> [EXERCISES]:
1. Answer these questions from the workshop report on loss and displacement:
(a) What Turkish word for melancholia does the report give?
(b) How many days of discussion does the report mention?
(c) Besides conflict-induced displacement across borders, what other kinds of displacement did the workshop's broad definition include?
2. In the workshop report on loss and displacement, turn the paragraph that begins "We focused on migration and displacement" into a short bulleted list that keeps its main facts.
3. Decide whether each statement agrees with the workshop report on loss and displacement. Answer yes or no, and quote the words of the report that decide it.
(a) The report says displacement always involves movement.
(b) Diasporas have been largely defined by what is left behind.
(c) Navaro-Yashin's discussion of melancholia concerns Turkish Cypriots in the Northern part of the island.

> [EXCERPT]:

The opening part of our workshop was dedicated to thinking through how the main thematics -loss and displacement- are currently being articulated in scholarly literature and beyond. How loss can be rendered understandable in both scholarly and applied contexts was key in this discussion. As ‘loss’ is one of the leitmotifs of the contemporary moment -particularly with respect to displacement- this is a particularly urgent task. Accessing loss as an ‘object’ of study but also as a method of analysis is a complex task, but one which we undertook with gravity for the duration of our collaborative workshop. In what are challenging times for Turkey and in spite of them, our discussions about the connections between loss and displacement engendered an ethic of responsibility, sustainability, renewal and hopefulness.
Together we constructed a reading of loss as it is situated in both its psychological construction as a form of mourning, melancholia, nostalgia, sadness and depression and within a social scientific frame as contested sets of relations and structures of feeling in historical, economic and socio-political processes (see also Eng and Kazanjian 2003).
We agreed through our various case studies and analyses that understanding loss through what remains -the traces or remnants- is an important place to begin (see also Eng and Kazanjian 2003).
We also asked a number of questions such as: How can we understand the lived experience of loss in the context of displacement? What forms of agency and belonging have been engendered through the politicisation of loss? How is loss differently felt, imagined, negotiated, and engaged with in different displacement contexts and experiences? What implications does this have in both practical and theoretical terms? Indeed, after three days of engaged discussions and rich papers, we managed to combine forces analytically, intellectually and politically to move our interest in ‘loss’ from a signifying trope into a broader interdisciplinary ‘field’ of study through the diversity of our research..
We focused on migration and displacement as significant forces of social change and transformation historically and at present. Displacement was defined in the workshop in a broad sense, including conflict induced displacement across borders, internal displacement due to political, social and economic processes, displacement as a result of gentrification and spatial transformation.
However, displacement does not always involve movement or mobility.
It also relates to a state of being ‘out of place’ without having moved, when, for instance, communities dissolve or become attacked through particular state-building projects or exclusionary and silencing agendas.
The theoretical and empirical connections of ‘loss’ to the analysis of migration and displacement are not new and they have been constructed in a variety of thematic fields in and beyond Anthropology. For one, diasporas have been largely defined by ‘what is left behind’ and notions of nostalgia and longing, which constitute significant elements of loss. Conflict-induced displacement and its effects have also been analysed through related concepts. Talking about Cyprus, Navaro-Yashin (2009) focuses on melancholia (maraz in Turkish) as an affective condition of loss and mourning that Turkish Cypriots endure in the Northern part of the island. Maraz does not only become an emotive reaction to what was lost after Turkish Cypriots were displaced from their properties due to inter-communal conflict and war but also an emotive relation to ‘what remains’: the houses, land and objects Greek Cypriot refugees have left behind and with/in which Turkish Cypriot now have to live. More broadly,
‘loss’ becomes a lens to consider the individual and collective emotional, political, socio-cultural, economic and legal articulations and implications of mobility.

Entries from a pointing dataset
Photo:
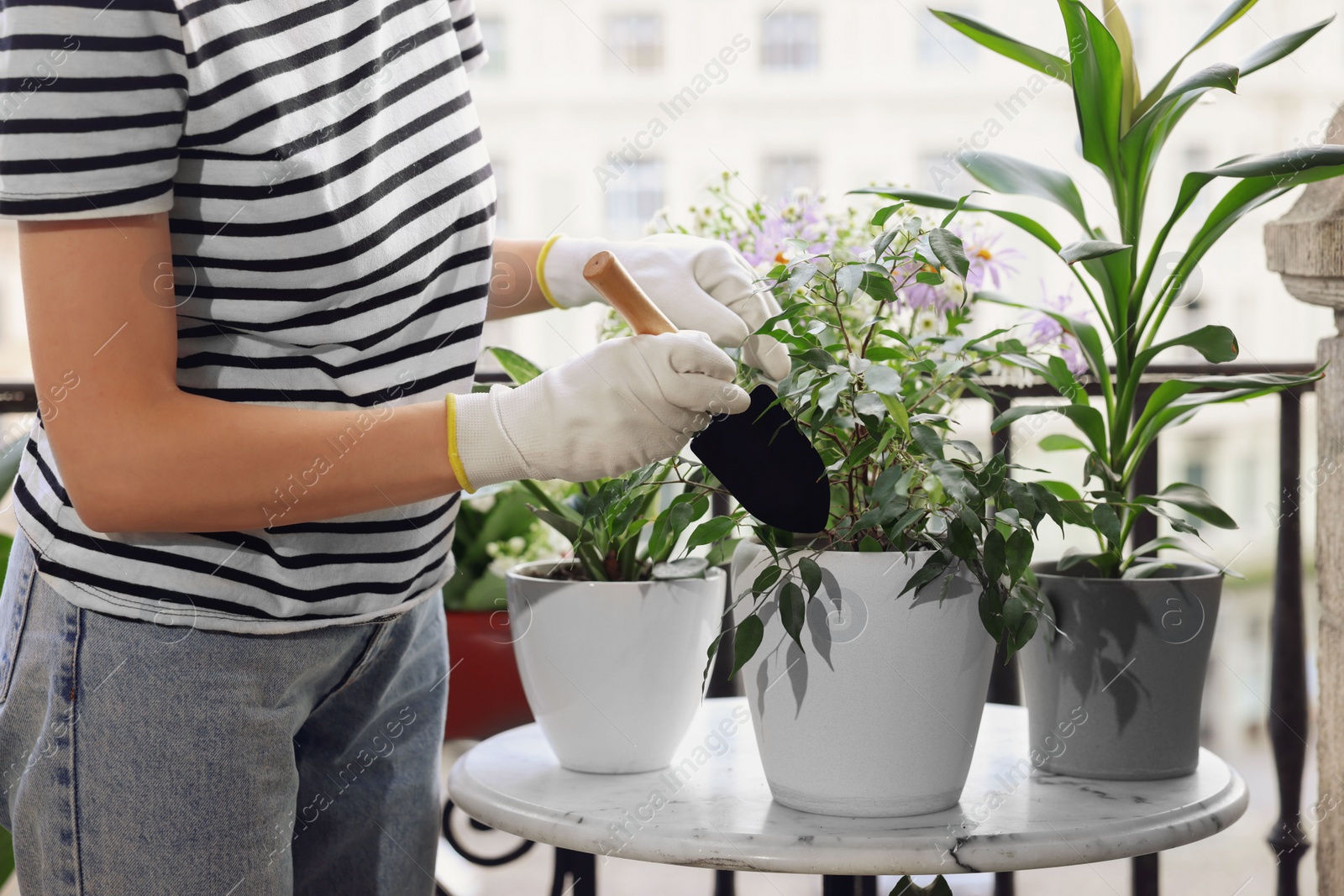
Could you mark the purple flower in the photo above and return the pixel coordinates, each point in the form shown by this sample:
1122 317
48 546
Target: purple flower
---
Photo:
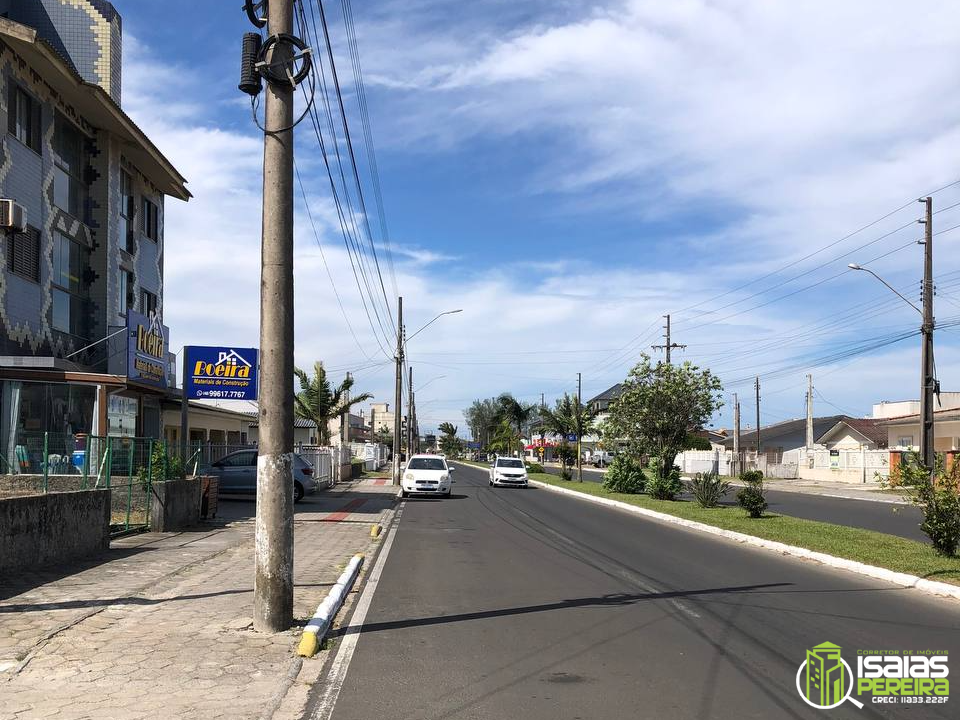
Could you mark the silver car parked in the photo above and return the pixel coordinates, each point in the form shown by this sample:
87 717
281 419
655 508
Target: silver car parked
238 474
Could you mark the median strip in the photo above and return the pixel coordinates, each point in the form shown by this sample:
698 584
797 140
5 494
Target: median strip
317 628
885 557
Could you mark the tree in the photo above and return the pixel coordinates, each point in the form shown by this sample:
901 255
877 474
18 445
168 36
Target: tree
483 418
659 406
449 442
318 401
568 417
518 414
...
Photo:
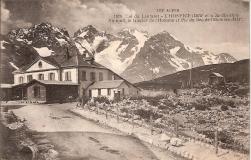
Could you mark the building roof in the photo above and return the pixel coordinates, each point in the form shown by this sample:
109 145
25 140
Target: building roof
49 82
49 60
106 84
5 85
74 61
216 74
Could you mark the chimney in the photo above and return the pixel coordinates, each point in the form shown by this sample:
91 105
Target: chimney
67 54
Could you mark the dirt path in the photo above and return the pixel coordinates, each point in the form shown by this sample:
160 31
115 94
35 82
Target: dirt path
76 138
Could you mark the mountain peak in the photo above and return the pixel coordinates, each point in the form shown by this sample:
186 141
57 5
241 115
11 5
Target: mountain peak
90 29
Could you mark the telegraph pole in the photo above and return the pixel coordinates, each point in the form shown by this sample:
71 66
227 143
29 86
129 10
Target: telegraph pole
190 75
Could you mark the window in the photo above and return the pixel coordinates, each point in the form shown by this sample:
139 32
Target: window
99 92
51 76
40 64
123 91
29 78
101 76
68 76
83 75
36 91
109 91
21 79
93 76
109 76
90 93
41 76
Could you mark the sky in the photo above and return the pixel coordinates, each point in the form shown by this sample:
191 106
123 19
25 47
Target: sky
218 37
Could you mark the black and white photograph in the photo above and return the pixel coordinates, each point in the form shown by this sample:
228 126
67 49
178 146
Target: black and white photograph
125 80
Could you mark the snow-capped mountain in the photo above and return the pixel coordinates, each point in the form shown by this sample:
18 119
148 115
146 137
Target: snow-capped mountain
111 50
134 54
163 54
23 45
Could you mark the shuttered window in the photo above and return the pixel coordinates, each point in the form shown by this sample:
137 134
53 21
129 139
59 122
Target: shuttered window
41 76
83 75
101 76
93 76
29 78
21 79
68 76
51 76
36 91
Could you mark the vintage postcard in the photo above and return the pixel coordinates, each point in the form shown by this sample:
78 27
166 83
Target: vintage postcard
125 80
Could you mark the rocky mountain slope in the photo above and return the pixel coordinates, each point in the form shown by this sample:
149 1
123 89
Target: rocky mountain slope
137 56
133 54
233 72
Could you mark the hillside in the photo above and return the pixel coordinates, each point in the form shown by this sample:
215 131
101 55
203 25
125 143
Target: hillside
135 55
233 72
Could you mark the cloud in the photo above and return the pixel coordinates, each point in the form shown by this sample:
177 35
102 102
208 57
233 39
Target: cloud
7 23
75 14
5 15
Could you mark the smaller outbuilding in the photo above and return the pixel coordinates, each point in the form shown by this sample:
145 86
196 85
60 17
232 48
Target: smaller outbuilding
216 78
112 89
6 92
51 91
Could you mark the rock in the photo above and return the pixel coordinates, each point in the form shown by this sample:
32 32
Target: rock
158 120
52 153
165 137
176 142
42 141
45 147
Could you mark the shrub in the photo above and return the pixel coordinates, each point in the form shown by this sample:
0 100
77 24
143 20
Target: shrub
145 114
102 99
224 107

> [SOLUTIONS]:
1.
(a) Maraz.
(b) Three days.
(c) Internal displacement due to political, social and economic processes, and displacement as a result of gentrification and spatial transformation.

2.
- Migration and displacement were treated as major forces of social change and transformation, both historically and now.
- Displacement was defined broadly, covering:
  - conflict-induced displacement across borders
  - internal displacement caused by political, social and economic processes
  - displacement resulting from gentrification and spatial transformation

3.
(a) No: "However, displacement does not always involve movement or mobility."
(b) Yes: "diasporas have been largely defined by ‘what is left behind’ and notions of nostalgia and longing"
(c) Yes: "an affective condition of loss and mourning that Turkish Cypriots endure in the Northern part of the island"